* TASK STATEMENT
Copy out the stretch of the material below from the line containing "An instance of the textured" through the line containing "Target: textured leaf blade", character for character.

--- START ---

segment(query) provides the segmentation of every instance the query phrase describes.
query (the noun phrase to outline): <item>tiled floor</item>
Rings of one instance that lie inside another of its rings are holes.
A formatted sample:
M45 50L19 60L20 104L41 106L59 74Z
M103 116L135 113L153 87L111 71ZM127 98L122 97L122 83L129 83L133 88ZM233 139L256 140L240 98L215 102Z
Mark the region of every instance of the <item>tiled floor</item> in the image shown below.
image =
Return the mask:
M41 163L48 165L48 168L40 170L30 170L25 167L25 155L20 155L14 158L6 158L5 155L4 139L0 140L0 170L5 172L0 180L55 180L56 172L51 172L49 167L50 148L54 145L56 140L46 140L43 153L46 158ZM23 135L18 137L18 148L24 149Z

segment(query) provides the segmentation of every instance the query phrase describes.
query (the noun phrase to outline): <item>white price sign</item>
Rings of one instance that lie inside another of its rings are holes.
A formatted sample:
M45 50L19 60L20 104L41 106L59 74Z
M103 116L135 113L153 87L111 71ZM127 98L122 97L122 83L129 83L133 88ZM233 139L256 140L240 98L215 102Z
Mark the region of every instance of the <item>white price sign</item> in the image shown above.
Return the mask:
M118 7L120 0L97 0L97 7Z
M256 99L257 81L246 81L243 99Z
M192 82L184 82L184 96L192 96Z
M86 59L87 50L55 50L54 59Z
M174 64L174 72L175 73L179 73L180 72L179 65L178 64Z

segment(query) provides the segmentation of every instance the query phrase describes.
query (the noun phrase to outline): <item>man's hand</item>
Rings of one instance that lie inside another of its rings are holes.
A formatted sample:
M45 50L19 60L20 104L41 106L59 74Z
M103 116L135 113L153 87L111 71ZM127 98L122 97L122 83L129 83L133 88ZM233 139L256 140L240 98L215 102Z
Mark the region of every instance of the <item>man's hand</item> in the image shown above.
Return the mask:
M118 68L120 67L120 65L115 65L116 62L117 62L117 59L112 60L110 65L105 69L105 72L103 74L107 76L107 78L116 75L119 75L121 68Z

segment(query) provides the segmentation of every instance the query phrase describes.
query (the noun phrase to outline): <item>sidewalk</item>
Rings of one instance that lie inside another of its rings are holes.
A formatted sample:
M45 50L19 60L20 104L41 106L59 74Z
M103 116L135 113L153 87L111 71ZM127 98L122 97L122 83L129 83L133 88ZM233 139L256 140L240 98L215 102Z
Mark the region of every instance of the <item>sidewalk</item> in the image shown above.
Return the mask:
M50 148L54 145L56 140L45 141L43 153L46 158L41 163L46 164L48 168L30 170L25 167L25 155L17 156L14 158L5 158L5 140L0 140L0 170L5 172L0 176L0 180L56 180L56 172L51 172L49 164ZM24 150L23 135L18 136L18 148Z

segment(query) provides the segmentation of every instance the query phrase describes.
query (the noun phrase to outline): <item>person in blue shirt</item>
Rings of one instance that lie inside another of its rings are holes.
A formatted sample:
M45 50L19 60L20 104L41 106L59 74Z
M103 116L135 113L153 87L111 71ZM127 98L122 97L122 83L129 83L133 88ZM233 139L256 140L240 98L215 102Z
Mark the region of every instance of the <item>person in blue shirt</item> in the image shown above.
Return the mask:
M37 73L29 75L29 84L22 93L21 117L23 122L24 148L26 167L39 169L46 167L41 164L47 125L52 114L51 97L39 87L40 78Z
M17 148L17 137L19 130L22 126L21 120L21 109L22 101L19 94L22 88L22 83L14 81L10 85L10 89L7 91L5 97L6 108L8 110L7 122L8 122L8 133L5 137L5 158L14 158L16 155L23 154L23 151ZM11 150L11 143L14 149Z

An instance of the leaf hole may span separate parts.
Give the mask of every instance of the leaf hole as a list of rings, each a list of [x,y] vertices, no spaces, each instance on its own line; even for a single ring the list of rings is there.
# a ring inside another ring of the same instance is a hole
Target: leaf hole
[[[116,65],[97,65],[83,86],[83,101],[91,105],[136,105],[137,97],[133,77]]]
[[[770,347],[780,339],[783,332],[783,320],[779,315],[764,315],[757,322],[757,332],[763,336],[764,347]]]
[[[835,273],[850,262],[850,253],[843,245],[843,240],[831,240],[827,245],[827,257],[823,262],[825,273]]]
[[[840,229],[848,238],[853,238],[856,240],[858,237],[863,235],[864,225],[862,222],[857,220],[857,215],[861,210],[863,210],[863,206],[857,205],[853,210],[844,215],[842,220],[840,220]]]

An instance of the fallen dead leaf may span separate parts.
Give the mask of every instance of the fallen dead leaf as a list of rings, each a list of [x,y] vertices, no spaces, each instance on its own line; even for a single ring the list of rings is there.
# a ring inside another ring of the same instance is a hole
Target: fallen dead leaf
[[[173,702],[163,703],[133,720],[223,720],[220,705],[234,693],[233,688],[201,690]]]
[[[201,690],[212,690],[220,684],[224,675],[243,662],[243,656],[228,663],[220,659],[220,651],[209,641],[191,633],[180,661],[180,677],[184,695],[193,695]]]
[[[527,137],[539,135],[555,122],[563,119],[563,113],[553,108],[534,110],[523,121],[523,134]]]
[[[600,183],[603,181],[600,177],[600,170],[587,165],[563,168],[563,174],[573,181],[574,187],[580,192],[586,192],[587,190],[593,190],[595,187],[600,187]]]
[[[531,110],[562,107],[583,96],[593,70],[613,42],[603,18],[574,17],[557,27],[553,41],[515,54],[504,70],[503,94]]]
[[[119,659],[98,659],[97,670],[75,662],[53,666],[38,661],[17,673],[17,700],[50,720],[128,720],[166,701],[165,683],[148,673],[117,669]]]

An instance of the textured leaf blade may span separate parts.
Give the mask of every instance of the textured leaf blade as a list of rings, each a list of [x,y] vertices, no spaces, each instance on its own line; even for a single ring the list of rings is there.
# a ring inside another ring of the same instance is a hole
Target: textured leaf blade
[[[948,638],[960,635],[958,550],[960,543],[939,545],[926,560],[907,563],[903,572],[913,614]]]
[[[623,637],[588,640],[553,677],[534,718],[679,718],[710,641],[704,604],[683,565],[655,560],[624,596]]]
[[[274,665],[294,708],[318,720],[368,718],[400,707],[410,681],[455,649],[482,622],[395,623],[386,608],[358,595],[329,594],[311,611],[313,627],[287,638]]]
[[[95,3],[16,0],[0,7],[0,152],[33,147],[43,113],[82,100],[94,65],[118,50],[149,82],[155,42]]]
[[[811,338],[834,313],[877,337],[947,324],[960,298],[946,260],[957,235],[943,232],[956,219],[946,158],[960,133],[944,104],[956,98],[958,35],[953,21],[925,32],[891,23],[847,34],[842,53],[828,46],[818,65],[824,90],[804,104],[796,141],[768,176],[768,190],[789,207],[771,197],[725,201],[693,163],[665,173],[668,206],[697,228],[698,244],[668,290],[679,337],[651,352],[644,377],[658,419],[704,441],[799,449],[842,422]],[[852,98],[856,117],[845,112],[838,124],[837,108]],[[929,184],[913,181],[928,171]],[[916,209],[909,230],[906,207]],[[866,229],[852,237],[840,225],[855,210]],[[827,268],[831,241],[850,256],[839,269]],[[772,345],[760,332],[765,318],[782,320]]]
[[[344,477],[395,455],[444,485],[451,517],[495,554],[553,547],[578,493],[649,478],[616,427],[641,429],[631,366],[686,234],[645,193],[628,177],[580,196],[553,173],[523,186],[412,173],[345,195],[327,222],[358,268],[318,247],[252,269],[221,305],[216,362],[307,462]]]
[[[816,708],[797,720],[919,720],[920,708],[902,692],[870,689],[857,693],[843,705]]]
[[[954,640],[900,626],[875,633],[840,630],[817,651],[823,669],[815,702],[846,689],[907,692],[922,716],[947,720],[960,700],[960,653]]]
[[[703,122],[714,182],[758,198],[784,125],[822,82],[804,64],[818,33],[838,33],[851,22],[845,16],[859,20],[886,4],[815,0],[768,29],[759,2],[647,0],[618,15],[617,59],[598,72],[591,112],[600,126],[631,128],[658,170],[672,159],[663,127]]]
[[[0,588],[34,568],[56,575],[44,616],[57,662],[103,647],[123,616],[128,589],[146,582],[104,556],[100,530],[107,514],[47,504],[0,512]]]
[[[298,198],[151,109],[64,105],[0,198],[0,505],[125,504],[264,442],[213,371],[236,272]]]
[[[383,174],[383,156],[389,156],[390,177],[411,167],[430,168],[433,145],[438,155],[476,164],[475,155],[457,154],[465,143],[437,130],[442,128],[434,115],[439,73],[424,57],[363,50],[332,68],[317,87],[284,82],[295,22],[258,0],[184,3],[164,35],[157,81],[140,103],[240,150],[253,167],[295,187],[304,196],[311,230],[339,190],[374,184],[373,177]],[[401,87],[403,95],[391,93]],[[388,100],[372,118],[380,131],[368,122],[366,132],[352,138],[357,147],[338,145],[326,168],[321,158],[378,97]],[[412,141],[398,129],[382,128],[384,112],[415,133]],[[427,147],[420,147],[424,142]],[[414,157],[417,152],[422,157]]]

--- END ---

* EXERCISE SOLUTION
An instance of the textured leaf blade may span separate parts.
Give the mask of every instance of the textured leaf blade as a list of rings, each a list of [x,y] vertices, no spaces, each instance on its own line; even for a single ring the list of rings is there.
# a ring inside another ring of the same instance is a hole
Target: textured leaf blade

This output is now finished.